_Travail à faire_
a) Dans le compte rendu sur Classics and Comics, reprenez sous forme de liste courte le paragraphe qui commence par « Les amateurs de comics attendaient » en gardant l'essentiel.
b) Recopiez sans rien changer le passage du compte rendu sur Classics and Comics qui commence par « 1Les amateurs de » et va jusqu'à « atypiques de l’Odyssée. ».
c) Poursuivez le compte rendu sur Classics and Comics à partir de la dernière phrase donnée.

G. Kovacs, C.W. Marshal, Classics and Comics

Matthieu Soler et Mathieu Scapin
p. 288-289
Référence(s) :

G. Kovacs, C.W. Marshal, Classics and Comics, Oxford-New York, Oxford University Press, 2011, 265 p.
65 livres / isbn 978-0-19-973418-4.

Texte intégral

1Les amateurs de comics attendaient un ouvrage de ce type, mais si le sommaire met en appétit les lecteurs, l’ensemble reste trop hétérogène. Il propose aux lecteurs de comics de comprendre comment interagissent romans graphiques et Antiquité à travers le décryptage d’exemples choisis par des chercheurs. De plus, la question se pose de la pertinence de publier ce volume aux Presses universitaires d’Oxford, alors qu’il trouverait sa place plutôt auprès des maisons d’édition de comics. Le premier chapitre est consacré à l’analyse des paramètres permettant de saisir la frontière entre les comics et l’Antiquité. Le deuxième propose des études de cas centrées sur des figures mythiques. L’étude historique fait l’objet de la troisième. Enfin, la dernière partie s’intéresse à la production d’E. Shanower, L’Âge de bronze, et à des versions européennes atypiques de l’Odyssée.

2L’ouvrage s’ouvre sur une intervention de G. Kovacs visant à établir des outils critiques. La réflexion de l’article est fondée plus particulièrement sur l’étude d’Alley Oop, paru en avril 1939, qui serait le premier comics à se dérouler dans l’Antiquité. Ce sont aussi les premières planches à faire l’objet d’une réflexion sur la relation entre comics et classics. G. Kovacs propose une liste de références, dans le domaine de la réception, presque exclusivement anglo-saxonnes, sans citer les autres chercheurs européens. Il assimile le comics, après en avoir présenté l’histoire, aux arts visuels anciens. Ces derniers ne sont pas définis ; aucune réflexion sur l’artisan et l’artiste dans l’Antiquité et leur rapport au statut de l’auteur à l’époque contemporaine n’est esquissée, ce que l’on ne peut que regretter vu les problématiques envisagées.

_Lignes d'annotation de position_
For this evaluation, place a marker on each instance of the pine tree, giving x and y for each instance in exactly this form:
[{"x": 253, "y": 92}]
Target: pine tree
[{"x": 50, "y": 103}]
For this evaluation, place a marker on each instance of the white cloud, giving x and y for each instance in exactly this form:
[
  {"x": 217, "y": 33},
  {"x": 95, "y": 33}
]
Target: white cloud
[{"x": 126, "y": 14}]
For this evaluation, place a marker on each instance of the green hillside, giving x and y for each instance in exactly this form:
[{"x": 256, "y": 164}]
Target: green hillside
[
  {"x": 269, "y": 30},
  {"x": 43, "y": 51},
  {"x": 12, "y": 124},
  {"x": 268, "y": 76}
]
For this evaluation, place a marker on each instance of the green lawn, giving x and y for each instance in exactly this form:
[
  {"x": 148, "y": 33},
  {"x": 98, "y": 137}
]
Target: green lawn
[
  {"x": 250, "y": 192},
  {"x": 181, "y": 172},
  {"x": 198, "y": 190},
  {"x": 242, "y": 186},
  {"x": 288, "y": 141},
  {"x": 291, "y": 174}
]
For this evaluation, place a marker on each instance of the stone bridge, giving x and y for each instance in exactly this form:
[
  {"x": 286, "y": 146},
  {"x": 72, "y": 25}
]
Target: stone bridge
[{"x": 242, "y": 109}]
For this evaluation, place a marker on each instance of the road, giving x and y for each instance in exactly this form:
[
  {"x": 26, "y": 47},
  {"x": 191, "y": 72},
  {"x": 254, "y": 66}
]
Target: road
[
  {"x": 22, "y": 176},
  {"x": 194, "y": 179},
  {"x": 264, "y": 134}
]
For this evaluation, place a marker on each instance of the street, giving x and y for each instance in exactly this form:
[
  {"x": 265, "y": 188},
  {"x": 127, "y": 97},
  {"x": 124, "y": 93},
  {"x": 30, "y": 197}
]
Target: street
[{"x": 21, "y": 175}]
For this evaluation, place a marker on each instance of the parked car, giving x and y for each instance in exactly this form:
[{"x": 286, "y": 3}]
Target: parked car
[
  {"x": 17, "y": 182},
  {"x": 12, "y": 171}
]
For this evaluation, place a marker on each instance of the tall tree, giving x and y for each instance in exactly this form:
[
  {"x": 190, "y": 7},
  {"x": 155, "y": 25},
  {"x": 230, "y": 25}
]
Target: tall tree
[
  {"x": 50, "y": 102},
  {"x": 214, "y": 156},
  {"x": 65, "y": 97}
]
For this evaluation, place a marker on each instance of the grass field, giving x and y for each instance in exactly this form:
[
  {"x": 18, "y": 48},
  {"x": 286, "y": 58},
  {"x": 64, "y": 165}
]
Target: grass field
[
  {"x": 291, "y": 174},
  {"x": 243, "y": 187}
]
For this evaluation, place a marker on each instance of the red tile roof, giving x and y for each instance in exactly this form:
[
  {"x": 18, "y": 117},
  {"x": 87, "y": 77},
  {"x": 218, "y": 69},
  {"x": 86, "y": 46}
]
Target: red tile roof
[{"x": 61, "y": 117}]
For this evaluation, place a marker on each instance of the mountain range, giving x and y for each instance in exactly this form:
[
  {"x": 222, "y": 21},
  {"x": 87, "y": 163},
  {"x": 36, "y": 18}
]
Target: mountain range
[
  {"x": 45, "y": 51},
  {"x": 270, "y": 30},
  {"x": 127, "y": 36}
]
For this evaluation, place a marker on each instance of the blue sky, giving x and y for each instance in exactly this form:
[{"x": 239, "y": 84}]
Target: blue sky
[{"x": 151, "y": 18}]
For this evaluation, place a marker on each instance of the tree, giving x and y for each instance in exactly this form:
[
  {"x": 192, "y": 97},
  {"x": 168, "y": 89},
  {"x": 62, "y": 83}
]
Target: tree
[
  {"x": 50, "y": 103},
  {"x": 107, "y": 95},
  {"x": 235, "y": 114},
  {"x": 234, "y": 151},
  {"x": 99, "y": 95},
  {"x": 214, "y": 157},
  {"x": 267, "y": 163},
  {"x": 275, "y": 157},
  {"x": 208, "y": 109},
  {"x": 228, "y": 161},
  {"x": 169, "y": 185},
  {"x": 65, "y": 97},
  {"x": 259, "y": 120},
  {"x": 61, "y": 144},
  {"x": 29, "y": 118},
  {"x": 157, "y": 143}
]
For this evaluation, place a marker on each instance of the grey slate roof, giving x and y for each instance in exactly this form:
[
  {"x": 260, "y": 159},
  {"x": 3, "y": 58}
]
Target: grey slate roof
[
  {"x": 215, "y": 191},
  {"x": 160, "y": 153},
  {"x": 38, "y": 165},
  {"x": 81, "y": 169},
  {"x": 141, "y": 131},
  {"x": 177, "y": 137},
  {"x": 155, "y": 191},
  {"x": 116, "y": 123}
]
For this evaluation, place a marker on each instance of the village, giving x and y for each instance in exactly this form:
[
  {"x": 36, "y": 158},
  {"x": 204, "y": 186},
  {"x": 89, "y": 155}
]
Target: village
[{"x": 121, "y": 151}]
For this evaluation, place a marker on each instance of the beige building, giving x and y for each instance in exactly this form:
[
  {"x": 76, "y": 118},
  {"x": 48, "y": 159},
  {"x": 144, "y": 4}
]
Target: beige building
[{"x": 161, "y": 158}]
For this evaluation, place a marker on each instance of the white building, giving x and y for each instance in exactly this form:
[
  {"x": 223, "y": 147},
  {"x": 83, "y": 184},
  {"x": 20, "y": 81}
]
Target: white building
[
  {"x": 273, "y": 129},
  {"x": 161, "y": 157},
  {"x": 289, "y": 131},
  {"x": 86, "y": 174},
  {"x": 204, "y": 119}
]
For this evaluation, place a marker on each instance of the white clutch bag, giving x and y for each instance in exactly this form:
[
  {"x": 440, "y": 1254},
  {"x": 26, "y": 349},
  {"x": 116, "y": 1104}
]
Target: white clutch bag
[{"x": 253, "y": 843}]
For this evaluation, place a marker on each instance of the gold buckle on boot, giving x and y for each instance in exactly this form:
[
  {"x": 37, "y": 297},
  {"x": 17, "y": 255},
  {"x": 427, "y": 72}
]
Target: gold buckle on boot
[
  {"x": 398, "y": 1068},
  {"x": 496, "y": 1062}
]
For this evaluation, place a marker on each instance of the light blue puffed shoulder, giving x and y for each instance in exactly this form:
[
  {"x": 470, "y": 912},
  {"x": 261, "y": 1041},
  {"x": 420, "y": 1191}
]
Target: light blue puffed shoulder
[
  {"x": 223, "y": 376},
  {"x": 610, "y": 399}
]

_Réponses par exercice_
a)
- Le livre était attendu par les amateurs de comics, mais il reste trop inégal malgré un sommaire alléchant.
- Il veut montrer, à partir d'exemples choisis par des chercheurs, comment les romans graphiques et l'Antiquité se répondent.
- On peut se demander s'il avait sa place aux Presses universitaires d'Oxford plutôt que chez un éditeur de comics.
- Chapitre 1 : les critères pour saisir la frontière entre comics et Antiquité.
- Chapitre 2 : des études de cas sur des figures mythiques.
- Chapitre 3 : l'étude historique.
- Dernière partie : L'Âge de bronze d'E. Shanower et des versions européennes atypiques de l'Odyssée.

b)
1Les amateurs de comics attendaient un ouvrage de ce type, mais si le sommaire met en appétit les lecteurs, l’ensemble reste trop hétérogène. Il propose aux lecteurs de comics de comprendre comment interagissent romans graphiques et Antiquité à travers le décryptage d’exemples choisis par des chercheurs. De plus, la question se pose de la pertinence de publier ce volume aux Presses universitaires d’Oxford, alors qu’il trouverait sa place plutôt auprès des maisons d’édition de comics. Le premier chapitre est consacré à l’analyse des paramètres permettant de saisir la frontière entre les comics et l’Antiquité. Le deuxième propose des études de cas centrées sur des figures mythiques. L’étude historique fait l’objet de la troisième. Enfin, la dernière partie s’intéresse à la production d’E. Shanower, L’Âge de bronze, et à des versions européennes atypiques de l’Odyssée.

c)
3La première partie de l’ouvrage s’intitule : « Seeing the Past through Sequential Art. » Elle réunit quatre interventions fort hétérogènes : deux interrogent des sources anciennes, une présente le manga japonais et la dernière développe l’archétype de la vie du héros. G. Nisbet mentionne le papyrus dit « d’Héraklès » (P. Oxy. XXII 2331), fragment de texte versifié en hendécasyllabe du milieu du iiie s. ap. J.-C. accompagné de dessins. Il tente de démontrer que les dessins illustrant les travaux d’Hercule ont une portée satirique qui entre en résonance avec le texte. La deuxième contribution a la volonté d’étudier le rapport entre comics et ekphrasis à travers l’exemple du bouclier d’Achille (Iliade XVIII, 483-608). K.P. Johnson estime que la lecture des différents éléments du bouclier d’Achille crée une impression d’action narrative. La troisième contribution apporte un éclairage stimulant sur le manga. N.A. Theisen s’intéresse au point de vue de l’auteur et des lecteurs, qui n’ont pas le même ressenti, qu’ils soient japonais ou occidentaux. Il fonde son étude sur le Chant d’Apollon d’Osamu Tezuka de 1970. Enfin, M.B. Rogers, interroge le stéréotype du héros, archétype de la liberté, qui est en lui-même un paradoxe car il semble excéder les bornes de l’imagination humaine alors qu’il est limité par le champ de possibles de la pensée.

4La deuxième partie, « Gods and Superheroes », se consacre à des études de cas. Elle est la plus homogène du volume, atteignant un équilibre entre l’utilisation de l’Antiquité dans les comics et l’étude sémiologique qui en ressort. C.W. Marshall étudie l’image des Furies dans de nombreux allers-retours entre la littérature classique et les créations graphiques (Wonder Woman par exemple). L’image divine n’est pas en reste lorsqu’elle est accompagnée de contextes historiques en lien avec la création du comics (Coming up to Code de Craig Dethloff, The Burden of War de R.C. Simms) ou de références bibliques (Seven Thunders utter Their Voices de Benjamin Stevens).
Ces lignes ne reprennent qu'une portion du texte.